### Text section
---
Perhaps the most surprising result of Experiment 2 was that following an error early in the sentence, an additional error at the end of the sentence resulted in reduced pupil dilation, while the correct repetition of the final word resulted in greater pupil dilation (Figures 7 and 8). A likely explanation for this is that a single error results in the earlier and later parts of the sentence to be in conflict, while a second error could render the sentence coherent, even if it is incorrect. For example, in stimulus We were considering the cheers repeated as We were sitting in the chairs is rendered more plausible because of the second error (chairs instead of cheers). Although They were sitting in the cheers would only have one error, it would likely elicit relatively more effort because the ambiguity was not resolved. The increased pupil dilation in the case of single errors could therefore indicate failure to resolve sensible meaning rather than the mere status of the perception as incorrect.

There are at least two important factors that remain unexamined in Experiment 2. First, it cannot be determined whether the stimuli that were repeated accurately were initially perceived correctly. This means that the patterns of mistakes organized in the analyses and figures represent mistakes that were uncorrected and overlook some mistakes that were corrected by the listener before giving a response. In addition, part of the elevated pupil response in the incoherent sentences could have resulted from the added difficulty of producing an incoherent response. Although those elevated responses appeared well in advance of the prompt to give a verbal response, it cannot be determined from these data when speech motor planning began.
---
### Data excerpt

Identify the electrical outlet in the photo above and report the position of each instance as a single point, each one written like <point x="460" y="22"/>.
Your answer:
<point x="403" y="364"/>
---
### Instructions
A – Print the part of the pupil dilation text that begins at the words "There are at" and stops after the words "motor planning began.".
B – Based on the pupil dilation text, answer yes or no to each statement below, and back each answer with the deciding words from the text, quoted exactly.
(i) After an early error, a correct repetition of the final word led to greater pupil dilation.
(ii) The data show when speech motor planning began.
(iii) The patterns of mistakes in the analyses and figures include mistakes that the listener corrected before responding.

### Per-task outputs
A –
There are at least two important factors that remain unexamined in Experiment 2. First, it cannot be determined whether the stimuli that were repeated accurately were initially perceived correctly. This means that the patterns of mistakes organized in the analyses and figures represent mistakes that were uncorrected and overlook some mistakes that were corrected by the listener before giving a response. In addition, part of the elevated pupil response in the incoherent sentences could have resulted from the added difficulty of producing an incoherent response. Although those elevated responses appeared well in advance of the prompt to give a verbal response, it cannot be determined from these data when speech motor planning began.

B –
(i) Yes: "while the correct repetition of the final word resulted in greater pupil dilation"
(ii) No: "it cannot be determined from these data when speech motor planning began"
(iii) No: "represent mistakes that were uncorrected and overlook some mistakes that were corrected by the listener before giving a response"